Photo-based referring expression data:

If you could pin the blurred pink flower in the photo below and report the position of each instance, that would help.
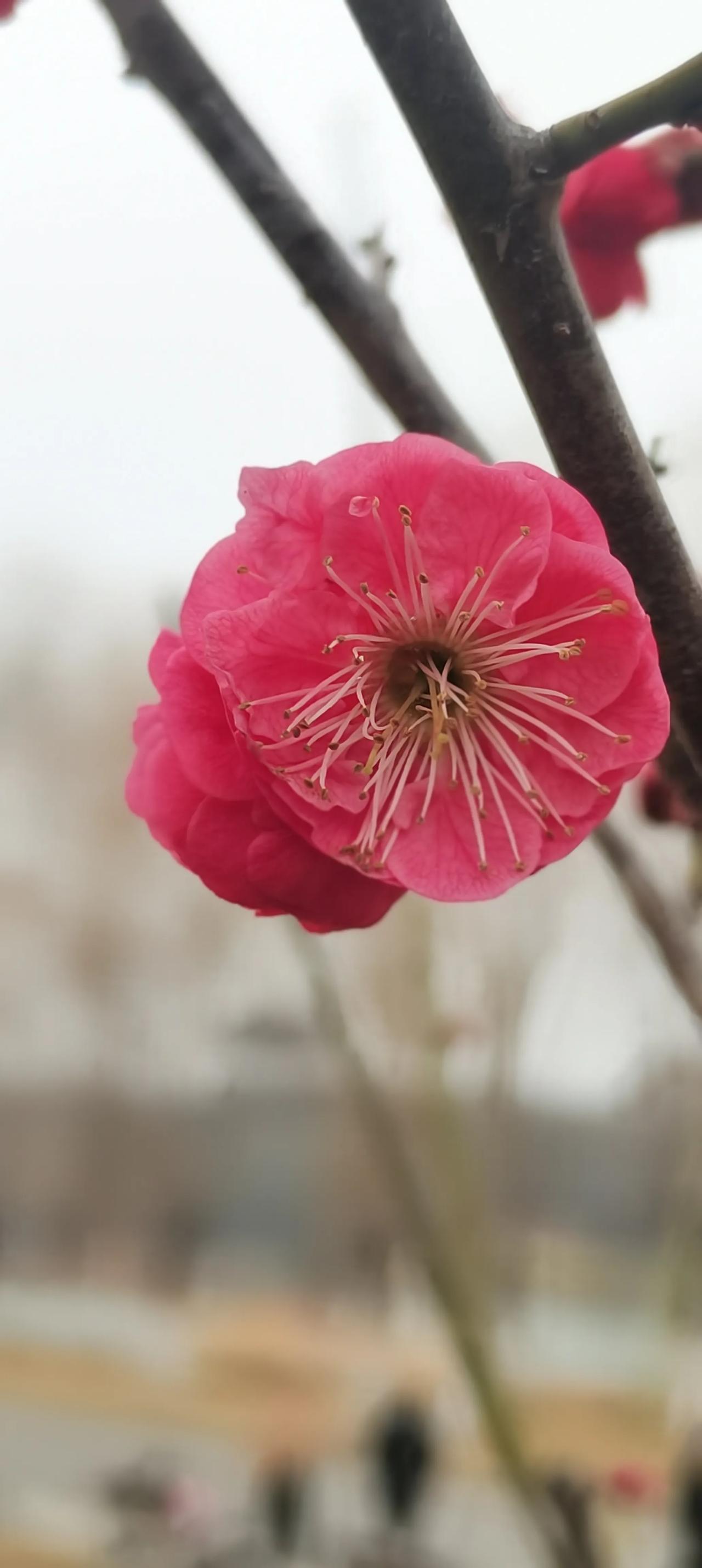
(405, 670)
(621, 198)
(660, 800)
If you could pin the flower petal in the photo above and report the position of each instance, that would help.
(571, 513)
(157, 788)
(441, 857)
(215, 760)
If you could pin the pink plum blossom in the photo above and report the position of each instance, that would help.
(405, 670)
(621, 198)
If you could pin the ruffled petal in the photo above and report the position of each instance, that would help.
(214, 758)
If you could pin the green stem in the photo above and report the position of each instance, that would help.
(428, 1238)
(673, 99)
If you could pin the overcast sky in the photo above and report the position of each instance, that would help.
(152, 344)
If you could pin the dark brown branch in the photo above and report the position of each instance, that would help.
(657, 916)
(363, 317)
(675, 99)
(507, 218)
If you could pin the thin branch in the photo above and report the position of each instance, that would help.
(361, 314)
(428, 1238)
(657, 916)
(507, 218)
(673, 99)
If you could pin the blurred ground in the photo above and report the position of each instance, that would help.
(275, 1376)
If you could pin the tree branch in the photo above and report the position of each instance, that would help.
(675, 99)
(657, 916)
(361, 316)
(508, 223)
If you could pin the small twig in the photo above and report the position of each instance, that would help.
(673, 99)
(427, 1236)
(657, 916)
(358, 311)
(488, 171)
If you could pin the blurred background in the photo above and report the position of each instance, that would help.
(206, 1285)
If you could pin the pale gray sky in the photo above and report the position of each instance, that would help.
(152, 344)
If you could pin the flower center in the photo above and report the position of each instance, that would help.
(416, 668)
(423, 700)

§ **Work to be completed**:
Would you return the data exactly as written, without the pictures?

§ **Solution below**:
If you could pin the blurred pink flower in the photo below and report the position of each instance, that would help.
(405, 670)
(621, 198)
(660, 800)
If you could pin the flower petal in the photo above and report the position of each instance, that would help.
(571, 513)
(157, 788)
(441, 857)
(215, 760)
If you could pin the pink plum blossom in the photo above and report the position of each instance, that would help.
(405, 670)
(621, 198)
If you could pin the ruffled petal in the photo above and report the position of each instance, that would help.
(214, 758)
If you could pin the green stem in the photo above and report the position of each instance, that would help.
(428, 1238)
(673, 99)
If you could pin the overcast sky in the photo above and report the position of each instance, that would help.
(152, 344)
If you could pin the dark brown branch in the photo above and report the position of each instance, that would help.
(657, 916)
(363, 317)
(675, 99)
(507, 218)
If you could pin the thin branch in the photo above and report the position of each instance, that would help.
(361, 314)
(428, 1238)
(657, 916)
(507, 218)
(673, 99)
If you could pin the blurred ground in the photo above and report the position of each instance, that would help.
(275, 1376)
If you could pin the tree branch in the photo above and report the position of each instance, that would help.
(675, 99)
(657, 916)
(361, 316)
(508, 223)
If you could pin the small twig in the photo above and report the position of each instance, that would help.
(673, 99)
(427, 1236)
(657, 916)
(358, 311)
(488, 171)
If you could pin the blurred background in the photo above and report the position of each instance, that would help.
(206, 1285)
If you could pin the pale gray sky in the photo above and report the position of each instance, that would help.
(152, 344)
If you could pin the flower center in the photo above and report the position of each instance, that would help.
(416, 668)
(423, 700)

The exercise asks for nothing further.